_What this task involves_.
Quote, verbatim, all material below, without pictures.

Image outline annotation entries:
####################

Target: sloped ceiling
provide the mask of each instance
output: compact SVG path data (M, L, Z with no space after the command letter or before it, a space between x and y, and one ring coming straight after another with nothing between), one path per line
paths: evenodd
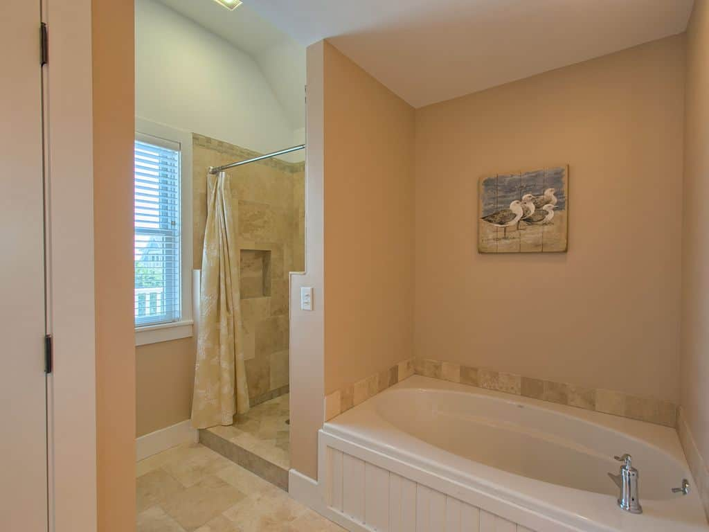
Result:
M420 107L681 33L693 0L245 3L303 46L329 38Z
M304 45L245 4L228 11L213 0L158 1L249 54L258 64L293 129L305 127Z

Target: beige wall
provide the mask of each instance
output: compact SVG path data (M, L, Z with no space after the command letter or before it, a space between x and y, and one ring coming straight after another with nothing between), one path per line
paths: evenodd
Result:
M709 2L696 0L687 31L682 250L681 403L705 464L709 460Z
M325 43L308 47L308 99L306 105L305 271L291 276L291 301L298 301L302 287L313 289L313 310L290 309L291 467L318 478L318 430L323 424L324 306L323 243L323 78Z
M191 338L135 348L135 436L189 419L194 384Z
M413 353L414 110L324 49L325 389Z
M677 402L683 63L676 36L417 110L417 358ZM478 179L565 163L568 253L479 254Z
M135 528L133 3L93 0L98 529Z

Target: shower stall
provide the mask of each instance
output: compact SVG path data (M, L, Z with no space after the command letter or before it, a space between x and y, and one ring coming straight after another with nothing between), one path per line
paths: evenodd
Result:
M305 163L294 155L304 148L260 155L193 135L193 423L201 429L201 442L284 488L289 467L289 275L305 269ZM223 311L210 314L205 305L220 305ZM233 318L228 326L227 314ZM214 323L212 316L223 321ZM224 334L228 330L232 336ZM232 365L225 360L229 358ZM226 370L220 374L216 367ZM209 395L209 390L215 391ZM219 406L211 422L204 421L207 416L196 423L201 405L212 408L215 401Z

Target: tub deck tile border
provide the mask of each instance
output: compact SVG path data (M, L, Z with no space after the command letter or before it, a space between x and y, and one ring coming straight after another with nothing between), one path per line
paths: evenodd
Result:
M533 379L454 362L417 359L416 375L676 428L677 405L654 397Z
M363 403L411 375L503 392L557 404L677 427L677 405L654 397L535 379L515 373L435 359L408 358L391 367L335 390L325 397L325 419Z

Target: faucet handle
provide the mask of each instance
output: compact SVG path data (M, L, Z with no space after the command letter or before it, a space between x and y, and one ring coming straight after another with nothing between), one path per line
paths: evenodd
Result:
M623 456L614 456L613 457L618 462L625 462L625 467L630 469L631 462L632 461L632 457L630 456L627 453L624 454Z
M681 488L672 488L672 493L682 493L683 495L686 495L689 493L689 481L687 479L682 479L682 487Z

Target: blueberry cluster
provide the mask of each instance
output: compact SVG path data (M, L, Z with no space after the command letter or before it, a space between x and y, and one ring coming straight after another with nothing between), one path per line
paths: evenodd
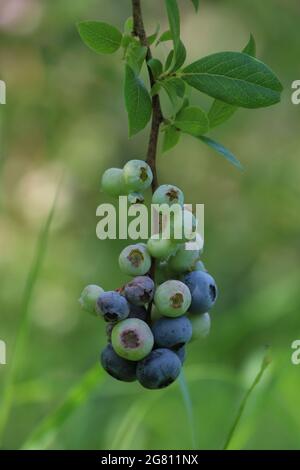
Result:
M107 170L102 188L140 202L151 182L147 163L132 160L123 170ZM195 228L194 216L184 209L184 195L176 186L160 186L152 203L176 204L182 211L180 224L189 219ZM178 227L172 228L174 234ZM200 249L185 249L187 239L182 230L179 239L152 237L147 244L129 245L119 256L119 266L132 277L130 282L115 291L105 292L97 285L83 290L82 308L107 322L108 345L101 364L114 378L138 380L148 389L166 387L180 373L186 344L209 333L208 312L216 301L217 286L200 261Z

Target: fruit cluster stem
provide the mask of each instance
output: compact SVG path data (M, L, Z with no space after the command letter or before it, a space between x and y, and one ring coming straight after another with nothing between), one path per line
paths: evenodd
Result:
M132 0L132 16L133 16L133 35L138 37L141 44L147 47L147 55L146 61L152 58L151 49L148 43L143 14L142 14L142 7L141 7L141 0ZM147 66L149 80L151 88L155 84L155 78L153 76L152 70L149 66ZM153 173L153 181L152 181L152 193L158 187L158 178L157 178L157 170L156 170L156 155L157 155L157 146L158 146L158 138L159 138L159 130L160 125L163 122L163 114L161 110L161 104L159 95L154 95L152 97L152 122L151 122L151 131L148 143L148 150L147 150L147 163L150 166L152 173ZM154 280L155 279L155 259L152 258L151 269L149 272L150 277ZM148 323L151 323L151 311L152 311L152 303L148 306Z
M144 27L141 0L132 0L132 16L133 16L133 35L138 37L141 44L147 47L147 62L152 58L151 49L147 40L147 35ZM155 84L155 79L153 73L148 66L149 80L151 88ZM157 154L157 144L159 137L160 125L163 122L163 114L160 105L160 99L158 95L152 97L152 123L151 123L151 132L148 143L147 150L147 163L150 166L153 173L152 181L152 192L158 187L157 181L157 171L156 171L156 154Z

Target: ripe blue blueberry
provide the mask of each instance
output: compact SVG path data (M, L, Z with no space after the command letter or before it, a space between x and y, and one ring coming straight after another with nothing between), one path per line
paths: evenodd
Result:
M151 256L145 245L141 243L129 245L119 256L119 266L124 274L143 276L151 267Z
M148 314L145 307L133 304L130 304L129 307L130 312L128 318L138 318L139 320L147 321Z
M171 184L163 184L157 188L152 197L152 204L184 204L184 195L181 189Z
M151 302L154 296L155 285L148 276L137 276L124 288L128 302L134 305L145 305Z
M178 247L178 250L168 260L171 270L176 273L190 271L196 264L200 256L200 250L187 250L185 243Z
M103 292L104 290L101 287L94 284L86 286L79 298L81 308L89 313L92 313L93 315L96 315L96 302L98 297L103 294Z
M192 340L199 338L204 339L209 335L211 328L211 319L209 313L191 315L191 322L193 326Z
M123 170L119 168L109 168L106 170L102 176L101 188L106 194L114 197L127 194Z
M117 323L112 330L111 342L115 352L129 361L144 359L154 344L149 326L138 318Z
M189 309L191 293L181 281L166 281L157 288L154 302L162 315L179 317Z
M125 186L129 192L144 191L153 180L150 166L143 160L130 160L123 168Z
M97 300L96 311L105 321L124 320L129 315L127 300L118 292L103 292Z
M140 384L149 389L159 389L177 379L181 370L179 357L170 349L155 349L137 365L136 376Z
M136 380L136 363L118 356L111 344L103 349L100 362L103 369L115 379L123 382Z
M145 200L141 193L130 193L127 196L129 204L142 204Z
M174 351L177 356L179 357L180 359L180 362L181 364L183 365L184 361L185 361L185 358L186 358L186 349L185 349L185 346L181 346L181 348L177 349L176 351Z
M192 337L192 324L186 316L160 318L152 326L155 346L179 349Z
M191 313L206 313L215 304L218 290L215 280L204 271L193 271L187 274L184 282L189 288L192 296Z
M149 238L147 248L153 258L168 258L176 253L177 246L168 238Z

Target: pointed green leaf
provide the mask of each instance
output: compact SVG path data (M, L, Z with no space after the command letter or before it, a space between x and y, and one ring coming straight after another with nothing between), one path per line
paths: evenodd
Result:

####################

_Expected answer_.
Target: sloped ceiling
provide the mask of each instance
output: compact SVG path data (M, L, Z with no space after the command letter or before it, a space between x and y, and one ring coming straight after another with nothing between), one path per line
paths: evenodd
Result:
M420 107L681 33L693 0L245 3L303 46L329 38Z
M304 45L245 4L228 11L213 0L158 1L249 54L258 64L293 129L305 127Z

Target: beige wall
provide the mask of each instance
output: compact SVG path data (M, L, Z with no space after the command letter or before it, a space between x and y, and one ring coming straight after another with nothing between), one path per line
paths: evenodd
Result:
M709 2L696 0L687 31L682 250L681 403L705 464L709 460Z
M325 43L308 47L308 99L306 105L305 271L291 276L291 301L298 301L302 287L313 289L313 310L290 309L291 467L318 478L318 430L323 424L324 306L323 243L323 78Z
M191 338L135 348L135 436L189 419L194 384Z
M413 353L414 110L324 49L325 389Z
M677 402L683 63L676 36L417 110L417 358ZM478 179L565 163L568 253L479 254Z
M135 528L133 3L93 0L98 529Z

Target: shower stall
provide the mask of each instance
output: compact SVG path data (M, L, Z with no space after the command letter or before it, a space between x and y, and one ring coming straight after another with nothing between), one path per line
paths: evenodd
Result:
M305 163L294 155L304 148L260 155L193 135L193 423L201 429L201 442L284 488L289 467L289 275L305 269ZM223 311L210 314L205 305L220 305ZM233 318L228 326L227 314ZM214 323L212 316L223 321ZM224 334L228 330L232 336ZM232 365L225 360L229 358ZM226 370L220 374L216 367ZM209 395L209 390L215 391ZM219 406L211 422L204 421L207 416L196 423L201 405L212 408L215 401Z

Target: tub deck tile border
provide the mask of each instance
output: compact SVG path data (M, L, Z with no space after the command letter or before it, a space between x and y, and one ring coming straight after another with nothing between), one path per line
paths: evenodd
Result:
M533 379L454 362L417 359L416 375L676 428L677 405L654 397Z
M363 403L411 375L503 392L557 404L677 427L677 405L654 397L535 379L515 373L435 359L408 358L391 367L335 390L325 397L325 419Z

Target: faucet handle
provide the mask of each instance
output: compact SVG path data (M, L, Z with no space after the command letter or before it, a space between x and y, and one ring coming straight after another with nothing between), one path per line
paths: evenodd
Result:
M623 456L614 456L613 457L618 462L625 462L625 467L630 469L631 462L632 461L632 457L630 456L627 453L624 454Z
M681 488L672 488L672 493L682 493L683 495L686 495L689 493L689 481L687 479L682 479L682 487Z

Target: blueberry cluster
provide the mask of each instance
output: compact SVG path data (M, L, Z with no space after the command letter or before it, a space between x and y, and one ring coming straight after another with nothing between), one path per line
paths: evenodd
Result:
M107 170L102 188L140 202L151 182L147 163L132 160L123 170ZM195 228L194 216L184 209L184 195L176 186L160 186L152 203L176 204L182 211L180 224L189 219ZM178 227L172 228L174 234ZM200 249L185 249L187 239L182 230L179 239L152 237L147 244L129 245L119 256L119 266L132 277L130 282L115 291L105 292L97 285L83 290L82 308L107 322L108 345L101 364L114 378L138 380L148 389L166 387L180 373L186 344L209 333L208 312L216 301L217 286L200 261Z

Target: fruit cluster stem
provide the mask of each instance
output: compact SVG path data (M, L, Z with no space after the command letter or before it, a space between x and y, and one ring coming straight after another with nothing between), one path per line
paths: evenodd
Result:
M132 0L132 16L133 16L133 35L138 37L141 44L147 47L147 55L146 61L152 58L151 49L148 43L143 14L142 14L142 7L141 7L141 0ZM147 66L149 80L151 88L155 84L155 78L153 76L152 70L149 66ZM153 173L153 181L152 181L152 193L158 187L158 178L157 178L157 170L156 170L156 155L157 155L157 146L158 146L158 138L159 138L159 130L160 125L163 122L163 114L161 110L161 104L159 95L154 95L152 97L152 122L151 122L151 131L148 143L148 150L147 150L147 163L150 166L152 173ZM154 280L155 279L155 259L152 258L151 269L149 272L150 277ZM148 323L151 323L151 311L152 311L152 303L148 306Z
M144 27L141 0L132 0L132 16L133 16L133 35L138 37L141 44L147 47L147 62L152 58L151 49L147 40L147 35ZM155 84L155 79L153 73L148 66L149 80L151 88ZM157 154L157 144L159 137L160 125L163 122L163 114L160 105L160 99L158 95L152 97L152 123L151 123L151 132L148 143L147 150L147 163L150 166L153 173L152 181L152 192L158 187L157 181L157 171L156 171L156 154Z

Target: ripe blue blueberry
provide the mask of each instance
output: compact SVG path data (M, L, Z with no space after the command letter or before it, a space between x and y, and one ring coming straight after another with nothing between), one path per line
paths: evenodd
Result:
M151 256L145 245L141 243L129 245L119 256L119 266L124 274L143 276L151 267Z
M148 314L145 307L133 304L130 304L129 307L130 312L128 318L138 318L139 320L147 321Z
M171 184L163 184L157 188L152 197L152 204L184 204L184 195L181 189Z
M151 302L154 296L155 285L148 276L137 276L124 288L128 302L134 305L145 305Z
M178 247L178 250L168 260L171 270L176 273L190 271L196 264L200 256L200 250L187 250L185 243Z
M103 292L104 290L101 287L94 284L86 286L79 298L81 308L89 313L92 313L93 315L96 315L96 302L98 297L103 294Z
M192 340L199 338L204 339L209 335L211 328L211 319L209 313L191 315L191 322L193 326Z
M123 170L119 168L109 168L106 170L102 176L101 188L106 194L114 197L127 194Z
M117 323L112 330L111 342L115 352L129 361L144 359L154 344L149 326L138 318Z
M189 309L191 293L181 281L166 281L157 288L154 302L162 315L179 317Z
M125 186L129 192L144 191L153 180L150 166L143 160L130 160L123 168Z
M97 300L96 311L105 321L124 320L129 315L127 300L118 292L103 292Z
M140 384L149 389L159 389L177 379L181 370L179 357L170 349L155 349L137 365L136 376Z
M136 380L136 363L118 356L111 344L103 349L100 362L103 369L115 379L123 382Z
M145 200L141 193L130 193L127 196L129 204L142 204Z
M174 351L177 356L179 357L180 359L180 362L181 364L183 365L184 361L185 361L185 358L186 358L186 349L185 349L185 346L181 346L181 348L177 349L176 351Z
M192 337L192 324L186 316L160 318L152 326L155 346L179 349Z
M191 313L206 313L215 304L218 290L215 280L204 271L193 271L187 274L184 282L189 288L192 296Z
M149 238L147 248L153 258L168 258L176 253L177 246L168 238Z

Target: pointed green leaf
provide the mask of each instance
output: compact SVG path data (M, L, Z with no space after the command letter or before it, a space between x and y, and one ring coming straight after another with nothing between), one path per line
paths: evenodd
Result:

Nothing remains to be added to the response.